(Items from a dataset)
- - - - -

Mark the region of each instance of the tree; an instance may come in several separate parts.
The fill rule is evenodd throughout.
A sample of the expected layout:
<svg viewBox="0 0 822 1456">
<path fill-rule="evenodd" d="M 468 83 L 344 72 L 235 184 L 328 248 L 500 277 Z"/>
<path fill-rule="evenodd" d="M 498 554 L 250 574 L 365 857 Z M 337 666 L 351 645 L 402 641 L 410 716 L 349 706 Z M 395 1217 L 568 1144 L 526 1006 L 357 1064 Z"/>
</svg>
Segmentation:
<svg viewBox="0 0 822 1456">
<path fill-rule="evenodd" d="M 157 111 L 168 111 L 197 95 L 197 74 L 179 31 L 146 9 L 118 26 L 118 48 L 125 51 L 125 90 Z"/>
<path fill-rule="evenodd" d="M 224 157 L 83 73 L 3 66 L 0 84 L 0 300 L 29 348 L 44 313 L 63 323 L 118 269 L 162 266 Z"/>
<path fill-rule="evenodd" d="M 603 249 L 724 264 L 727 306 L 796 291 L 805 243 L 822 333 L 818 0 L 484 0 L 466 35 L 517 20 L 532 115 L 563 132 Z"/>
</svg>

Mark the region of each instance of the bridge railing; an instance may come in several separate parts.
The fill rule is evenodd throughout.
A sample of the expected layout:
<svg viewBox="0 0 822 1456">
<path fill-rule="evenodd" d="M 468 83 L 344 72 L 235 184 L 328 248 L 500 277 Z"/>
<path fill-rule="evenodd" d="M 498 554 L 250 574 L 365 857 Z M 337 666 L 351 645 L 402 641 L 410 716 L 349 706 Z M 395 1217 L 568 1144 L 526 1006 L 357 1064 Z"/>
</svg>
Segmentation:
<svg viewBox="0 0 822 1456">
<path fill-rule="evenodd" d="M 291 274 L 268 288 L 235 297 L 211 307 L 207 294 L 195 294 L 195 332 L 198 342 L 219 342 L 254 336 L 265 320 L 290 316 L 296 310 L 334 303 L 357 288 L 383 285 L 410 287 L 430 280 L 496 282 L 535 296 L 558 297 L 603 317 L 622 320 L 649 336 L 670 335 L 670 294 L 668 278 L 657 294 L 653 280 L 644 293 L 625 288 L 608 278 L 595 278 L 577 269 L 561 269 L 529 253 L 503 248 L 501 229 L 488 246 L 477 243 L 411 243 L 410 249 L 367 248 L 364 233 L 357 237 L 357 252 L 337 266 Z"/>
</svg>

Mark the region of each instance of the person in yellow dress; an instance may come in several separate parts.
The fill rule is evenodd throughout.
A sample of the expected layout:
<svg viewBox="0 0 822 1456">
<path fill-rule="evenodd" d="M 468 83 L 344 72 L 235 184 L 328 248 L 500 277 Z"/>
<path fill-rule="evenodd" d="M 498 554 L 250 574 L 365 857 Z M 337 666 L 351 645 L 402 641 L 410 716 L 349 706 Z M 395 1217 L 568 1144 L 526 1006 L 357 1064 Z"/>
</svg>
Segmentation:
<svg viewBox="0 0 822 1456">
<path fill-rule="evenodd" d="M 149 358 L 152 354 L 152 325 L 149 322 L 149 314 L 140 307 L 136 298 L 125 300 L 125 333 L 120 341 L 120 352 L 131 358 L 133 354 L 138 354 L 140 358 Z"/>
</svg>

- - - - -

Rewrite the listing above with every occurrence of "Mark the region" replaced by "Outline the area", leaving everything else unchanged.

Expected answer.
Outline the area of each instance of the tree; an instance may come in several separate parts.
The fill rule is evenodd throughout.
A sample of the expected layout:
<svg viewBox="0 0 822 1456">
<path fill-rule="evenodd" d="M 468 83 L 344 72 L 235 184 L 328 248 L 500 277 Z"/>
<path fill-rule="evenodd" d="M 498 554 L 250 574 L 365 857 Z M 337 666 L 351 645 L 402 641 L 410 716 L 349 706 Z M 395 1217 L 568 1144 L 526 1006 L 357 1064 Z"/>
</svg>
Segmentation:
<svg viewBox="0 0 822 1456">
<path fill-rule="evenodd" d="M 157 111 L 168 111 L 197 95 L 197 74 L 179 31 L 146 9 L 118 26 L 118 48 L 125 51 L 125 90 Z"/>
<path fill-rule="evenodd" d="M 224 157 L 83 73 L 3 66 L 0 84 L 0 300 L 29 348 L 44 313 L 63 323 L 118 269 L 162 266 Z"/>
<path fill-rule="evenodd" d="M 603 249 L 724 264 L 727 306 L 796 291 L 805 243 L 822 333 L 818 0 L 484 0 L 466 35 L 517 20 L 532 115 L 563 132 Z"/>
</svg>

Outline the area of each instance of the bridge railing; an instance may come in several separate parts.
The fill rule is evenodd throughout.
A sample of the expected layout:
<svg viewBox="0 0 822 1456">
<path fill-rule="evenodd" d="M 468 83 L 344 72 L 235 184 L 328 248 L 500 277 Z"/>
<path fill-rule="evenodd" d="M 498 554 L 250 574 L 365 857 Z M 337 666 L 351 645 L 402 641 L 410 716 L 349 706 Z M 395 1217 L 568 1144 L 526 1006 L 357 1064 Z"/>
</svg>
Segmentation:
<svg viewBox="0 0 822 1456">
<path fill-rule="evenodd" d="M 291 274 L 268 288 L 235 297 L 211 307 L 207 294 L 195 294 L 195 332 L 198 342 L 219 342 L 254 336 L 265 320 L 290 316 L 296 310 L 334 303 L 357 288 L 383 285 L 410 287 L 430 280 L 496 282 L 535 296 L 558 297 L 603 317 L 622 320 L 649 336 L 670 335 L 670 294 L 668 278 L 657 294 L 653 280 L 644 293 L 625 288 L 608 278 L 595 278 L 577 269 L 561 269 L 529 253 L 503 248 L 501 229 L 488 246 L 477 243 L 411 243 L 410 249 L 367 248 L 364 233 L 357 237 L 357 252 L 337 266 Z"/>
</svg>

Outline the area of each instance of the person in yellow dress; an instance may come in several separate parts.
The fill rule is evenodd throughout.
A sample of the expected layout:
<svg viewBox="0 0 822 1456">
<path fill-rule="evenodd" d="M 468 83 L 344 72 L 235 184 L 328 248 L 500 277 Z"/>
<path fill-rule="evenodd" d="M 498 554 L 250 574 L 365 857 Z M 337 666 L 351 645 L 402 641 L 410 716 L 349 706 Z M 395 1217 L 568 1144 L 526 1006 L 357 1064 Z"/>
</svg>
Segmentation:
<svg viewBox="0 0 822 1456">
<path fill-rule="evenodd" d="M 149 358 L 152 354 L 152 325 L 149 322 L 149 314 L 140 307 L 136 298 L 125 300 L 125 333 L 120 341 L 120 352 L 131 358 L 133 354 L 138 354 L 140 358 Z"/>
</svg>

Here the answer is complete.